YOUR OBJECTIVE:
Could you extend the piece on shielding savings from inflation, picking up right after its final paragraph?

TEXT SEGMENT:

Until recently, most investors were after higher incomes. But now they are more inclined to protect their money from depreciation. There are several methods not only to protect your funds, but to gain a good profit in the meanwhile.

Investments and deposits – as simple as that

Bank deposits are most popular. This is a simple and safe option. Nowadays in Europe, the euro rates do not exceed inflation. So, the average offer for the contribution is 1-2%, which is generally comparable to the level of annual inflation. Thus, bank deposits are a safe, though not so very profitable way to protect your funds against inflation. And you need to keep in mind that the deposit insurance system does not guarantee the entire deposit payoff.

The inextinguishable allure of precious metals

Another common method is purchasing gold and other precious metals. As they say, ‘gold is good because it likes bad news,’ and when all assets plunge, it grows in value. In fact, gold is very much the safety asset. You can invest in it in two ways: open an unallocated bullion account (UBA) or purchase actual ingots, jewelry and bullion coins. The drawback of this investment is that to get a decent income, you need to ‘buy into the gold’ for a long period time, like 5-7 years.

The housing problem

Often, real estate is used as a protection against inflation. After all, the cost of rent and a square meter will increase along with the consumer cost. But the property owners forget about the growing taxes on real estate, the risks of investing in the objects under construction and other unpleasant moments.

Other people's money is not a panacea

Many believe that the purchase of foreign currency can protect them against inflationary pressures. This instrument should be used wisely, since no expert will be able to give an accurate forecast on the currency markets behavior. And instead of an expected income, the investor may face a significant loss.

DATA SHOWN:
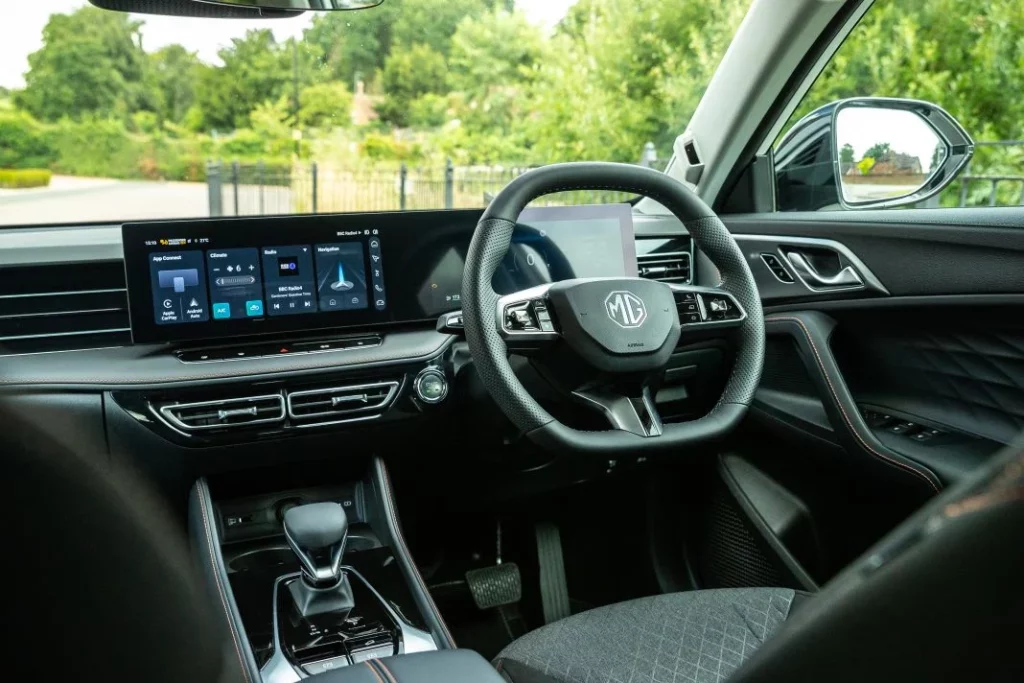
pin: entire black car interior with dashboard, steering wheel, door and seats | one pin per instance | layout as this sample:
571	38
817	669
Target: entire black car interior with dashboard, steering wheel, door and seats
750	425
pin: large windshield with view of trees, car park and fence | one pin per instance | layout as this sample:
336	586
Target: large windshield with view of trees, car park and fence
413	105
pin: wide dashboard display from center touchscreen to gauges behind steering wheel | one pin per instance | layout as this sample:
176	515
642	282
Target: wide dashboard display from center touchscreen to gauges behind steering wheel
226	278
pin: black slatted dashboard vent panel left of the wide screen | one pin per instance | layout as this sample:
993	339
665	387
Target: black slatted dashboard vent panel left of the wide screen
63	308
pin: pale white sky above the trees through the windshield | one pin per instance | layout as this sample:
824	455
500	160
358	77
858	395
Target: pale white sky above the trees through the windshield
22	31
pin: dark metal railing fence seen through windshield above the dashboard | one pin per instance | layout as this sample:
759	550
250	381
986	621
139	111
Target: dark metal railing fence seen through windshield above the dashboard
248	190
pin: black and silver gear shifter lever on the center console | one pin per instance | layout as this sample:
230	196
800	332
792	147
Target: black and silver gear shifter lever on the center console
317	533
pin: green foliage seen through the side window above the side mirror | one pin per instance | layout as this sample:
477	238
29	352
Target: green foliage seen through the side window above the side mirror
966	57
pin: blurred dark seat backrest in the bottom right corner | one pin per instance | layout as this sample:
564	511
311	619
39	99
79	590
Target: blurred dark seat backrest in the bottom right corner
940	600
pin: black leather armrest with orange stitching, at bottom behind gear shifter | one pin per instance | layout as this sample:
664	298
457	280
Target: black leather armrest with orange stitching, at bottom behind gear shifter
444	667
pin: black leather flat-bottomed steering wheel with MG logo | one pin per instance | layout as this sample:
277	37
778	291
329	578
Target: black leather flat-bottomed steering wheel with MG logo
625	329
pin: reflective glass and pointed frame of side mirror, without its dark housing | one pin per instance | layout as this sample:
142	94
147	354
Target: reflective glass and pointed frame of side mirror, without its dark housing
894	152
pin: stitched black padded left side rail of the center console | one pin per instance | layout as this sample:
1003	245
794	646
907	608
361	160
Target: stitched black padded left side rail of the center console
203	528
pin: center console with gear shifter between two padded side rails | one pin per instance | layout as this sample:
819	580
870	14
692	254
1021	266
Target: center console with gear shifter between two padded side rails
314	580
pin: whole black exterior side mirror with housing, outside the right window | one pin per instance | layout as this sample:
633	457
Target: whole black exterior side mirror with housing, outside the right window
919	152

--

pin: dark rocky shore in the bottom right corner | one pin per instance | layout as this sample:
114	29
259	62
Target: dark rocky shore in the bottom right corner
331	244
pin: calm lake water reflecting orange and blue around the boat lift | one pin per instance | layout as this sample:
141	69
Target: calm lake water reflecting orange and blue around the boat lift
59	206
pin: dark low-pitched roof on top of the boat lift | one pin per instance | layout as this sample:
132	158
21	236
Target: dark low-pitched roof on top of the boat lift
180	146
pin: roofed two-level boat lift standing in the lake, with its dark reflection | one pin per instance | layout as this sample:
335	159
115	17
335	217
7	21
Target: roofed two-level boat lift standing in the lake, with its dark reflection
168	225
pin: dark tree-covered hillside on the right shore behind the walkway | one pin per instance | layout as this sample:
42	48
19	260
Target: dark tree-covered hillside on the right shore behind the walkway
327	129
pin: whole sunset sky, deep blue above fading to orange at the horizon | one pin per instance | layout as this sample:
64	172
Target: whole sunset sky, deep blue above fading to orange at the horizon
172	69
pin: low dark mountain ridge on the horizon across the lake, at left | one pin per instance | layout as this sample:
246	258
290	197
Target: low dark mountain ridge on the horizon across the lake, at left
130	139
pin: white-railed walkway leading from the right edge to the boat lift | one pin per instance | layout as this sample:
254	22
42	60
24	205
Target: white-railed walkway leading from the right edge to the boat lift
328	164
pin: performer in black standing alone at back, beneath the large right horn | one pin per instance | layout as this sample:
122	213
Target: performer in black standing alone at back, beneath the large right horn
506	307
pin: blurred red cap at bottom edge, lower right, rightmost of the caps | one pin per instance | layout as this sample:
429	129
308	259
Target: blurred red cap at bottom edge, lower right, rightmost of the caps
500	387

ANSWER:
Contemporary ways of saving: funds, stocks, bonds

And there are also equity instruments. This method is suitable for those who are willing to risk their own funds. For example, you can purchase ETF (Excange Trade Funds). These make it possible to make money on investing in various assets, in stocks, bonds, precious metals, currencies, etc. Moreover, the investor does not need to analyse the stock market, the management company will do it for him.

Those ‘advanced’ in financial issues can independently purchase some blue chips or reliable government bonds. This can be done in the comfort of one's home via our online market Freedom24.com or the trading platform Freedom24.

It is necessary to prepare befohand: analyze the market, see which companies are in the trend and which sector is likely to show rising in a certain period. For example, it could be the leading companies in the country or the rapidly growing IT sector. By the way, it is the same as with gold and real estate - buying securities should not be short-term. If the goal is to protect the funds against speculation, that is. In the process, you must ‘go into’ the shares for a period of at least 1-2 years. In this case, the premium may be significant (not only in the form of dividends, but also in the form of capitalization growth of the company itself). Right now on the online market Freedom24.com you can invest in shares of European, American and Asian companies: Apple, Google, Facebook, Tata and other global giants.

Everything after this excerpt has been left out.